**What the task asks:** Copy out each of the following entries word for word, with no changes.

**Data provided:**
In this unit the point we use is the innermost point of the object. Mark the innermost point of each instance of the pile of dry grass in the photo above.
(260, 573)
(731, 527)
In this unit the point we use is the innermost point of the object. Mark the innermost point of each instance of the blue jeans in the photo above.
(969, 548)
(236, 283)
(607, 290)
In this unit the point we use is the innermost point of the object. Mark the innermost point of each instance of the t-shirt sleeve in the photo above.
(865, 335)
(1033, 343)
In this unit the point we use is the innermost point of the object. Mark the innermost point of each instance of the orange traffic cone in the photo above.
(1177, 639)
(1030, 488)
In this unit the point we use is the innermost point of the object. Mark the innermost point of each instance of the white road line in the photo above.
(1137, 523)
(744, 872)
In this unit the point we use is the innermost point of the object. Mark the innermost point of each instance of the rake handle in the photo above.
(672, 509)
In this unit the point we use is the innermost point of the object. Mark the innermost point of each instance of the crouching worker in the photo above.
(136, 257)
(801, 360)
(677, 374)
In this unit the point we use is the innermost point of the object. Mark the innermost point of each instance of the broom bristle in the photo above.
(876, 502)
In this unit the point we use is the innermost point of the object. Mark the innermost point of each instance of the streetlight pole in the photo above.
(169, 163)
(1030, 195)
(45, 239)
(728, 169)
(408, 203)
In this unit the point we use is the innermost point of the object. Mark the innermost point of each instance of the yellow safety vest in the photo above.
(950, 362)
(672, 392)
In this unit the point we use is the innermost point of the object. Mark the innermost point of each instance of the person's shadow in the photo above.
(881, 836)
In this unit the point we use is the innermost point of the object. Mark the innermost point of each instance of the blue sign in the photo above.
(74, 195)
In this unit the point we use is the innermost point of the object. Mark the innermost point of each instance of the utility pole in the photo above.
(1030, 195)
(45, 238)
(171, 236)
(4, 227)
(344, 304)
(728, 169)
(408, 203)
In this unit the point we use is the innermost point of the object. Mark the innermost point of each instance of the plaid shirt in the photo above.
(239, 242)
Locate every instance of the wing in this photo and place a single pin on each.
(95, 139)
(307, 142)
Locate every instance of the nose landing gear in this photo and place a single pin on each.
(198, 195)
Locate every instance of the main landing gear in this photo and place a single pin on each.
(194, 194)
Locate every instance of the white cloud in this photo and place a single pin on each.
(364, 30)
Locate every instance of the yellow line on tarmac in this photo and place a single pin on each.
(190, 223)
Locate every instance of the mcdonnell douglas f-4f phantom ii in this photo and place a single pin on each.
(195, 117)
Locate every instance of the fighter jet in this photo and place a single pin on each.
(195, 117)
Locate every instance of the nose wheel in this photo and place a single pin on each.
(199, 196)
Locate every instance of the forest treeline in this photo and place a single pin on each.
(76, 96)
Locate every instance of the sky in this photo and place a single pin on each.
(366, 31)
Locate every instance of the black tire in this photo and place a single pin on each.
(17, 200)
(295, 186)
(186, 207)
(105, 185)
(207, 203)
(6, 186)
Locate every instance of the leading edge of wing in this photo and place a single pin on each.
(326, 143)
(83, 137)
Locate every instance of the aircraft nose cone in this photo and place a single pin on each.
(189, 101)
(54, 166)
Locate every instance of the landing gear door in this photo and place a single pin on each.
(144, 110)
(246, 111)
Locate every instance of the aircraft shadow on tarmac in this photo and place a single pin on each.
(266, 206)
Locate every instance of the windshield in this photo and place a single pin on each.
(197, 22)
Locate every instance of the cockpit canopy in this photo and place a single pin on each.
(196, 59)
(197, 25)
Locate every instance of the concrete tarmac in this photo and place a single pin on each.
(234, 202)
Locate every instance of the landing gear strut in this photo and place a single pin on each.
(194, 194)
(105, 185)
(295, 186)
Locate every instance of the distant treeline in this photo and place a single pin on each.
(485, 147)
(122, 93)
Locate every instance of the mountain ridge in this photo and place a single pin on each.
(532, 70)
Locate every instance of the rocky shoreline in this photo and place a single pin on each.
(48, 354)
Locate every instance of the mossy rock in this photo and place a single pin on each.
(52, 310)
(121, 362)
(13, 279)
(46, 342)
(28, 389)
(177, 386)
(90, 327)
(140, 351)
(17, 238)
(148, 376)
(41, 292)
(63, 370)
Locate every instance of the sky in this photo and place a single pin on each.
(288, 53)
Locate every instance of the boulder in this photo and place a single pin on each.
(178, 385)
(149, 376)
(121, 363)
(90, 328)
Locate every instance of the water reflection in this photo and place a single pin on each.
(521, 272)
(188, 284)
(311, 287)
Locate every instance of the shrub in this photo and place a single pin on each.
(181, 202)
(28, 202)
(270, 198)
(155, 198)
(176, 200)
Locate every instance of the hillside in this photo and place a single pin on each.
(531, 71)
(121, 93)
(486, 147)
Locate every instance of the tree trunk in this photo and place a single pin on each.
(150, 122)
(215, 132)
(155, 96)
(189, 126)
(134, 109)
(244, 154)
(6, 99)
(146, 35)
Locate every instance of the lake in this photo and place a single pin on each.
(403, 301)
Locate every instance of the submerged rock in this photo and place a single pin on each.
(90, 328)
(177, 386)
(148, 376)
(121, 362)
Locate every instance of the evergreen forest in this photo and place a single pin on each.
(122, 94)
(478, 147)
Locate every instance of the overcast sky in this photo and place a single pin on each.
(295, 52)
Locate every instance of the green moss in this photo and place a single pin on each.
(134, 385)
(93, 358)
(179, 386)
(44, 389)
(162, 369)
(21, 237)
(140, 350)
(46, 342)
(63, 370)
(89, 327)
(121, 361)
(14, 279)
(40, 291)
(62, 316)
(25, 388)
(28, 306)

**Final answer:**
In this unit the point we use is the innermost point of the object. Mark the innermost point of each instance of the pile of dry grass in the photo above.
(260, 573)
(731, 527)
In this unit the point we use is the innermost point of the object. Mark the innermost point of each instance of the blue jeans in the photo above.
(969, 548)
(236, 283)
(607, 290)
In this unit the point we use is the innermost point of the object. Mark the innermost point of each instance of the t-shirt sleeve in the photo above.
(865, 335)
(1033, 343)
In this unit the point we use is the innermost point of the object. Mark the innermost point of each instance of the orange traffic cone in the photo above.
(1177, 639)
(1030, 488)
In this unit the point we use is the innermost point of the object. Mark the innermost point of each instance of the white road line in the photo above.
(1137, 523)
(744, 872)
In this unit the point we use is the innermost point of the object. Mark the innermost point of each instance of the rake handle in the photo above.
(672, 509)
In this unit the point we use is the innermost point of the object. Mark the innermost point of each instance of the crouching worker in the photo above.
(136, 257)
(801, 360)
(677, 374)
In this unit the point we use is the innermost point of the object. Mark the innermost point of each instance of the broom bristle in the photo above.
(876, 502)
In this unit the point we use is the innermost point of the object. Mark the innermost point of each instance of the streetlight pole in the photo above.
(169, 163)
(1030, 195)
(45, 239)
(728, 169)
(408, 203)
In this unit the point we use is the innermost point of the object. Mark the innermost point of each instance of the yellow safety vest in the photo above.
(950, 362)
(672, 392)
In this unit the point we use is the innermost point of the object. Mark the innermost point of each instance of the person's shadow in the photo above.
(881, 836)
In this unit the point we use is the innermost point of the object. Mark the innermost point of each instance of the blue sign in the photo above.
(74, 195)
In this unit the point we use is the innermost point of the object. Mark the innermost point of each instance of the utility pole in the photo above.
(1030, 195)
(45, 238)
(171, 236)
(4, 227)
(344, 304)
(728, 169)
(408, 203)
In this unit the point we use is the innermost point of the object. Mark the innermost point of each instance of the plaid shirt in the photo above.
(239, 242)
Locate every instance of the wing in this photo and place a single pin on each.
(95, 139)
(307, 142)
Locate every instance of the nose landing gear in this photo and place a single pin on each.
(198, 195)
Locate every instance of the main landing gear in this photo and place a single pin on each.
(194, 194)
Locate every instance of the white cloud in this photo and place a single pin on each.
(364, 30)
Locate every instance of the yellow line on tarmac in this photo and place a single pin on each.
(190, 223)
Locate every instance of the mcdonnell douglas f-4f phantom ii in this photo and place a single pin on each.
(195, 117)
Locate every instance of the fighter jet in this photo and place a single pin on each.
(195, 117)
Locate every instance of the nose wheel in this photo and place a single pin on each.
(199, 196)
Locate every instance of the forest treeline in this photo and place a single pin on each.
(76, 96)
Locate every instance of the sky in this photo and place a single pin on each.
(366, 31)
Locate every instance of the black tire in this photo and place a single pin on each.
(17, 200)
(295, 186)
(186, 207)
(105, 185)
(207, 203)
(6, 186)
Locate every instance of the leading edge of wing in this photo and place a single pin on each.
(326, 143)
(83, 137)
Locate every instance of the aircraft nose cone in this photo and place a single pin on each.
(189, 101)
(54, 166)
Locate every instance of the landing gear door in this photo and place a single pin on each.
(144, 110)
(246, 111)
Locate every instance of the aircraft shadow on tarmac in this photo and place a single pin on each.
(266, 206)
Locate every instance of the windshield in this photo and place a single pin on each.
(197, 22)
Locate every instance of the cockpit canopy in this photo and place a single pin on each.
(196, 59)
(197, 25)
Locate every instance of the concrete tarmac in this photo and place a single pin on each.
(234, 202)
Locate every instance of the landing gear strut in this photo and place a single pin on each.
(194, 194)
(105, 185)
(295, 186)
Locate every instance of the distant treeline in this photo and place a single pin on each.
(485, 147)
(122, 93)
Locate every instance of the mountain ridge in this photo and place a single pin on each.
(532, 70)
Locate every instance of the rocky shoreline in this photo and place a single pin on each.
(48, 354)
Locate every instance of the mossy rock in this photo and place a single pin on each.
(52, 310)
(121, 362)
(13, 279)
(46, 342)
(28, 389)
(177, 386)
(90, 327)
(140, 351)
(17, 238)
(148, 376)
(41, 292)
(63, 370)
Locate every instance of the sky in this photo and place a single pin on each.
(288, 53)
Locate every instance of the boulder in this photo and place a single pin on each.
(178, 385)
(149, 376)
(121, 363)
(90, 328)
Locate every instance of the water reflection in this photo and place a single pin on each.
(521, 272)
(188, 284)
(311, 287)
Locate every instance of the shrub in this photo and place a single pin on each.
(181, 202)
(28, 202)
(270, 198)
(155, 198)
(176, 200)
Locate every instance of the hillside in this photo and place a single pin on each.
(531, 71)
(121, 93)
(486, 147)
Locate every instance of the tree trunk in this photo and place a single pin on each.
(150, 122)
(215, 132)
(155, 96)
(189, 126)
(134, 109)
(244, 154)
(6, 99)
(146, 35)
Locate every instance of the lake in this photo and place a single pin on each.
(403, 301)
Locate every instance of the submerged rock in this photo and place a single pin on each.
(90, 328)
(177, 386)
(148, 376)
(121, 362)
Locate every instance of the evergreen forest in this photo and place a single pin on each.
(122, 94)
(478, 147)
Locate every instance of the overcast sky in this photo and place a single pin on each.
(295, 52)
Locate every instance of the green moss in this photo and place a single pin on each.
(134, 385)
(93, 358)
(179, 386)
(44, 389)
(162, 369)
(21, 237)
(140, 350)
(46, 342)
(63, 370)
(89, 327)
(121, 361)
(14, 279)
(40, 291)
(62, 316)
(25, 388)
(28, 306)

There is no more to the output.